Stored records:
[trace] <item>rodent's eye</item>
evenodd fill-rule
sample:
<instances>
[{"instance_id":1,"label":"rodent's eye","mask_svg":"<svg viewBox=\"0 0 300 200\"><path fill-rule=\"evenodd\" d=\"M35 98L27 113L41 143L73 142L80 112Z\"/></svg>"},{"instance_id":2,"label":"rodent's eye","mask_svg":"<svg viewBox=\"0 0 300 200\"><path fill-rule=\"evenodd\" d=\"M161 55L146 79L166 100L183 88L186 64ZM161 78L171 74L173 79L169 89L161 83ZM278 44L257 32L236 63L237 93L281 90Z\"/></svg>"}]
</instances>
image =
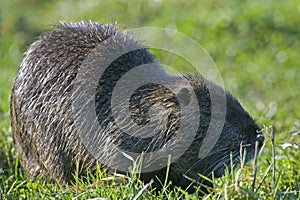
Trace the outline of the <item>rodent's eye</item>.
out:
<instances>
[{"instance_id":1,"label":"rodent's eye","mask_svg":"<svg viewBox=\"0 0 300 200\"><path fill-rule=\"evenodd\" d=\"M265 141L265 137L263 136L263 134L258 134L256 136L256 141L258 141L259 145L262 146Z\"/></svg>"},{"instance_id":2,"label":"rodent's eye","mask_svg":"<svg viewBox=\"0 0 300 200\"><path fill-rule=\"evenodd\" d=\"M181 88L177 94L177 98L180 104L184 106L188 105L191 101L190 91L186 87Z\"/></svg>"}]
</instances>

* * *

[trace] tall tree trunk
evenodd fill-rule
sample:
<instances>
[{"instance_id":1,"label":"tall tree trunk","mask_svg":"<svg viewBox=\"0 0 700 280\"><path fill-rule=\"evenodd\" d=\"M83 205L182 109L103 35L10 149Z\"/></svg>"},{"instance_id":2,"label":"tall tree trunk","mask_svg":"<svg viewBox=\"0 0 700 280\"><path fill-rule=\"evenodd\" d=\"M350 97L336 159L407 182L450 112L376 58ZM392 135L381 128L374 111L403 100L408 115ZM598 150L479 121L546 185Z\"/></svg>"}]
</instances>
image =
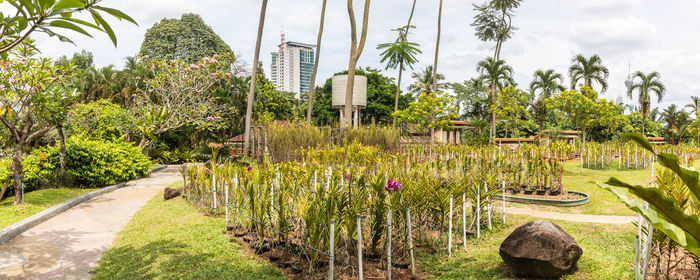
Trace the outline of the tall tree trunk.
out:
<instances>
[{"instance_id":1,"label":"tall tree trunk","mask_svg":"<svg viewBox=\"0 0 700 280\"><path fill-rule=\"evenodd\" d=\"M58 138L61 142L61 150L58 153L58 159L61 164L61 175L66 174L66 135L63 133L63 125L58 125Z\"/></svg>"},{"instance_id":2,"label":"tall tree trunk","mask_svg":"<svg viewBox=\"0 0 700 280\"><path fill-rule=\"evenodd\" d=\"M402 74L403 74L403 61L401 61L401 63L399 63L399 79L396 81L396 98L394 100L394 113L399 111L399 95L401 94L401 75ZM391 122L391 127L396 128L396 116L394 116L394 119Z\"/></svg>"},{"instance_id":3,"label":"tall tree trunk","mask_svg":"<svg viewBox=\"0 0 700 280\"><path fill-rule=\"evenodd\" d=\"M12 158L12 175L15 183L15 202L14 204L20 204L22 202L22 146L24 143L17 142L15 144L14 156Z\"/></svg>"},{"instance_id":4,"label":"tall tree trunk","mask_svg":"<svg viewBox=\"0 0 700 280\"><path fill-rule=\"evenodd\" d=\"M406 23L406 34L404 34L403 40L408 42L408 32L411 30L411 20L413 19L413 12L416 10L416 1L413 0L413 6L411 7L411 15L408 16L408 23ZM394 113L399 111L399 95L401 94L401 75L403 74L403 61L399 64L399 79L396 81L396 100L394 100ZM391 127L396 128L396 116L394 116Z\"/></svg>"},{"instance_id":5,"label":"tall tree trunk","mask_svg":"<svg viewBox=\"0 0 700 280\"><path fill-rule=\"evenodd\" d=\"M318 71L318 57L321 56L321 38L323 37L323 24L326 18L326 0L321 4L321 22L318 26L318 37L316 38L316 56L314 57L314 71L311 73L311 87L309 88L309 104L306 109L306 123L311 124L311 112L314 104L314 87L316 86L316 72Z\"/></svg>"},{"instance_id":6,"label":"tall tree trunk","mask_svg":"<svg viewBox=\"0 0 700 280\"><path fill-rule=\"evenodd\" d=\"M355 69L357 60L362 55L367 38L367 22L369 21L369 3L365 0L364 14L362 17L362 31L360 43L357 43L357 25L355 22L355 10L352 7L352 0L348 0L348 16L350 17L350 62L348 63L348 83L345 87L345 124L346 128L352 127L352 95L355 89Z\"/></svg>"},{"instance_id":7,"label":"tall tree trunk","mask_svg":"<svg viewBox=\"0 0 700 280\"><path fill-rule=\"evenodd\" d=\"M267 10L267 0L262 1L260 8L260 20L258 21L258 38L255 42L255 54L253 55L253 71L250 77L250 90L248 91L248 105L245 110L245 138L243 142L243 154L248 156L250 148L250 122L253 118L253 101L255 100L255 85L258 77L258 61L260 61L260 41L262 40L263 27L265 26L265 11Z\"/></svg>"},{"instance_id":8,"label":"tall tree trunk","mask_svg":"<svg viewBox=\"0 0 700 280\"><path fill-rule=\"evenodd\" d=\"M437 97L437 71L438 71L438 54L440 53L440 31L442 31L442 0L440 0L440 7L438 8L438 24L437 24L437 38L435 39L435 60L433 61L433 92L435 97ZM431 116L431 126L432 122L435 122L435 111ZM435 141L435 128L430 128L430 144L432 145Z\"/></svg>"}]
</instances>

*REQUIRED WORK*.
Take each line above that holds the string "item" and copy it.

*SOLUTION TO THE PROBLEM*.
[trace] <item>rodent's eye</item>
Trace the outline of the <item>rodent's eye</item>.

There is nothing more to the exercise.